[Stored dataset items]
----------------------------------------
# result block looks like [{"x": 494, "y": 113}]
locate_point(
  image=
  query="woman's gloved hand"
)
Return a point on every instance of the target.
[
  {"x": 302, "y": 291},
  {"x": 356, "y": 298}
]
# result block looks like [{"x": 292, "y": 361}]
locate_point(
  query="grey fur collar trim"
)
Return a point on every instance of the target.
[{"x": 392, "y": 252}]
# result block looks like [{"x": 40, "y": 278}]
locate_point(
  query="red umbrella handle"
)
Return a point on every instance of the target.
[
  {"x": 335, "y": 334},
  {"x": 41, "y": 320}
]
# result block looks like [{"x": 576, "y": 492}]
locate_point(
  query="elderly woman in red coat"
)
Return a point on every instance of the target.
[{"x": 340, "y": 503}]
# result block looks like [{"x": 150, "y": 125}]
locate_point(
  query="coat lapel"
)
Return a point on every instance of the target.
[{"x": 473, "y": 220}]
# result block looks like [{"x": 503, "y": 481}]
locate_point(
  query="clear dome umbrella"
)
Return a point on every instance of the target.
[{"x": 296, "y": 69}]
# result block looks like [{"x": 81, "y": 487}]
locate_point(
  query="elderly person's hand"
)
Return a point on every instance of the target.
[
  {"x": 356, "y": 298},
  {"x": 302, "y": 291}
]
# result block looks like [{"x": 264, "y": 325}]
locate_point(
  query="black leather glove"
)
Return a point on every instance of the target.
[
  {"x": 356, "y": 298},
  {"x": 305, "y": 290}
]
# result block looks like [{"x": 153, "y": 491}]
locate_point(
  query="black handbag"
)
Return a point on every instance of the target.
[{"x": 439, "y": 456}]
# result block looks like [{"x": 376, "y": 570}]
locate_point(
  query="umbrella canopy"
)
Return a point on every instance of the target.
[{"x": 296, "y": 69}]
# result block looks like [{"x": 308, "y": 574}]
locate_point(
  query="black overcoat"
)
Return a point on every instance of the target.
----------------------------------------
◆ Exercise aim:
Reproduce every one of the rows above verbatim, line for line.

◆ Exercise output:
# result block looks like [{"x": 494, "y": 113}]
locate_point(
  image=
  query="woman's gloved hand"
)
Return a point on every instance of the target.
[
  {"x": 302, "y": 291},
  {"x": 356, "y": 298}
]
# result block looks like [{"x": 292, "y": 361}]
locate_point(
  query="grey fur collar trim"
)
Return a point on every instance of the target.
[{"x": 392, "y": 252}]
# result block looks like [{"x": 40, "y": 278}]
locate_point(
  query="red umbrella handle"
)
Return a point on every instance of the target.
[
  {"x": 335, "y": 334},
  {"x": 41, "y": 320}
]
# result block looks like [{"x": 576, "y": 492}]
locate_point(
  query="elderly woman in red coat"
)
Return a point on every instance of the target.
[{"x": 340, "y": 503}]
# result block looks like [{"x": 150, "y": 125}]
locate_point(
  query="coat lapel"
)
Return a point on every instance of the target.
[{"x": 473, "y": 220}]
# result block looks like [{"x": 503, "y": 481}]
locate_point(
  query="clear dome umbrella"
)
Return a point on every instance of the target.
[{"x": 296, "y": 69}]
# result block looks like [{"x": 81, "y": 487}]
locate_point(
  query="elderly person's hand"
)
Return a point on every instance of the target.
[
  {"x": 356, "y": 298},
  {"x": 302, "y": 291}
]
# result block looks like [{"x": 264, "y": 325}]
locate_point(
  query="black leather glove"
)
Return a point on every instance of the target.
[
  {"x": 356, "y": 298},
  {"x": 305, "y": 290}
]
# result block looks like [{"x": 153, "y": 491}]
locate_point(
  query="black handbag"
)
Return a point on every instance of the target.
[{"x": 439, "y": 456}]
# result block looks like [{"x": 376, "y": 570}]
locate_point(
  query="umbrella canopy"
)
Return a point on every instance of the target.
[{"x": 296, "y": 69}]
# result block looks like [{"x": 308, "y": 574}]
locate_point(
  query="black overcoat"
)
Return a point on every instance of the target.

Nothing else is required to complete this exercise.